◆ **To do**
A faithful transcription of all the data is required.

◆ **Records for this exercise**
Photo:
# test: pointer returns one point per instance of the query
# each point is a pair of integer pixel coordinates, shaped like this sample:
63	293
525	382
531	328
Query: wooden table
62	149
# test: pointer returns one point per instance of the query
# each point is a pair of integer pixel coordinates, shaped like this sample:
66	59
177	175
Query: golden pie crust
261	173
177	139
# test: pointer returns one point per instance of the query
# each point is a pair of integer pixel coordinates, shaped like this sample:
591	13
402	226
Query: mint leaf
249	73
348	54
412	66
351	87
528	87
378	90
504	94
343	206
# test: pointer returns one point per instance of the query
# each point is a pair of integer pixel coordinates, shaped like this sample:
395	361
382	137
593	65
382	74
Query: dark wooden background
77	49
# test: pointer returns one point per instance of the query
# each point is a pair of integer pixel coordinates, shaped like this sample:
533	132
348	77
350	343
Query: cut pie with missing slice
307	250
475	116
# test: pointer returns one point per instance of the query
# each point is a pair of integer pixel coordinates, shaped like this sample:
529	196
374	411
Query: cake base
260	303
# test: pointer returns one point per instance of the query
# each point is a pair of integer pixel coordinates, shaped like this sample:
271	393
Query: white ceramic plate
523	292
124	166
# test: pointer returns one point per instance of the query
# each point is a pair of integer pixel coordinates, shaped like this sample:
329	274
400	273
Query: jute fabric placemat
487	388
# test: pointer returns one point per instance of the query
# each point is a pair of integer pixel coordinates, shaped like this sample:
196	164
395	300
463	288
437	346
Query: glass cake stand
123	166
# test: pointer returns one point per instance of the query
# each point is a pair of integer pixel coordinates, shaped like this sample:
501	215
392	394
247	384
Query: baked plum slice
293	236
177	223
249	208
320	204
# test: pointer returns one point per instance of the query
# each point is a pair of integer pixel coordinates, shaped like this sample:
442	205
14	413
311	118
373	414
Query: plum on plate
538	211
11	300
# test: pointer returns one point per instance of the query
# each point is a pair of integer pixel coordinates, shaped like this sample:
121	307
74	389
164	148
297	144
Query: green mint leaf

◆ **Exercise solution**
Photo:
# test: pointer returns one point per instance of the query
# each point is a pair of integer pixel coordinates, shaped like this sample:
63	293
525	382
531	328
Query: wooden table
62	149
# test: pointer returns one point per instance of the query
# each point is a pair of integer pixel coordinates, shaped like this sample:
66	59
177	175
Query: golden pie crust
261	173
177	139
# test: pointer returns one point per instance of the query
# each point is a pair of integer pixel coordinates, shaped like this sample:
591	13
402	226
Query: mint leaf
249	73
348	54
412	66
351	87
528	87
378	90
504	94
343	206
# test: pointer returns one point per instance of the query
# each point is a pair of integer pixel coordinates, shaped like this sample:
395	361
382	137
593	65
382	74
Query: dark wooden background
77	49
# test: pointer returns one point per instance of the query
# each point is a pair of integer pixel coordinates, shaped like this sample:
533	132
348	77
350	343
Query: cut pie with missing slice
307	250
475	116
# test: pointer returns one point per instance of the query
# each point is a pair of integer pixel coordinates, shaped like this sample:
529	196
374	411
Query: cake base
260	303
# test: pointer returns one point per instance of the query
# each point is a pair of integer pixel coordinates, shaped like this sample:
271	393
Query: white ceramic plate
523	292
124	166
# test: pointer returns one point per instance of the query
# each point is a pair of integer pixel coordinates, shaped like this sample:
329	274
400	273
Query: jute fabric placemat
487	388
# test: pointer returns one point per instance of the query
# each point is a pair of integer pixel coordinates, shaped like this sample:
196	164
395	300
463	288
437	346
Query: glass cake stand
123	166
# test: pointer returns one point per instance of the query
# each point is a pair of integer pixel coordinates, shaped like this sample:
501	215
392	394
247	384
Query: baked plum slice
293	236
177	223
249	208
320	204
# test: pointer returns one point per instance of the query
# each point is a pair of integer pixel coordinates, shaped like this sample:
442	205
14	413
311	118
373	414
Query: plum on plate
538	211
11	300
# test: pointer returns one point per instance of the query
# each point is a pair of integer pixel coordinates, shaped like this sample:
121	307
74	389
164	148
297	144
Query: green mint leaf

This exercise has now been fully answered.